#### Fragmento del texto:
-----

He ahí el hombre. Siniestro personaje capaz de confiscar y destruir en la aduana todos los billetes de cien francos franceses porque, en la reproducción de Delacroix, una libertad revolucionaria en forma de mujer enseña generosamente los pechos. Sus escritos transparentaban ya el fanatismo, la crueldad. la paranoia. La aplicación práctica de sus ideas no se queda a la zaga. Ha convertido su hermoso país en un infierno sangriento, con, cuatro millones de parados cuando el paro no existía en Irán e incluso absorbía un millón de trabajadores extranjeros. Todos los grandes proyectos industriales se han suspendido pese a los 25.000 millones de dólares que proporciona anualmente el petróleo. Cuatro mil médicos, de un total de 14.000, han huido ya de un polvorín que era, hace solamente un año, la décima potencia industrial del mundo.

-----

#### Material de partida:
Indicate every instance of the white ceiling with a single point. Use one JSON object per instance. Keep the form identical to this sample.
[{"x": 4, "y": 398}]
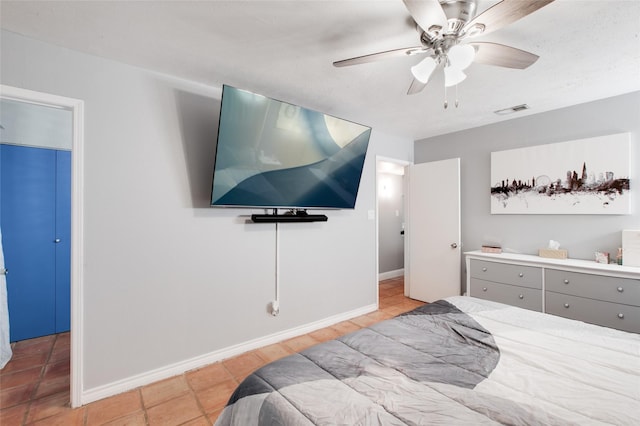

-----

#### Consigna:
¿Puedes reproducir literalmente el pasaje del texto sobre Irán que va de «He ahí el hombre.» a «industrial del mundo.», ambos incluidos?

#### Respuesta esperada:
He ahí el hombre. Siniestro personaje capaz de confiscar y destruir en la aduana todos los billetes de cien francos franceses porque, en la reproducción de Delacroix, una libertad revolucionaria en forma de mujer enseña generosamente los pechos. Sus escritos transparentaban ya el fanatismo, la crueldad. la paranoia. La aplicación práctica de sus ideas no se queda a la zaga. Ha convertido su hermoso país en un infierno sangriento, con, cuatro millones de parados cuando el paro no existía en Irán e incluso absorbía un millón de trabajadores extranjeros. Todos los grandes proyectos industriales se han suspendido pese a los 25.000 millones de dólares que proporciona anualmente el petróleo. Cuatro mil médicos, de un total de 14.000, han huido ya de un polvorín que era, hace solamente un año, la décima potencia industrial del mundo.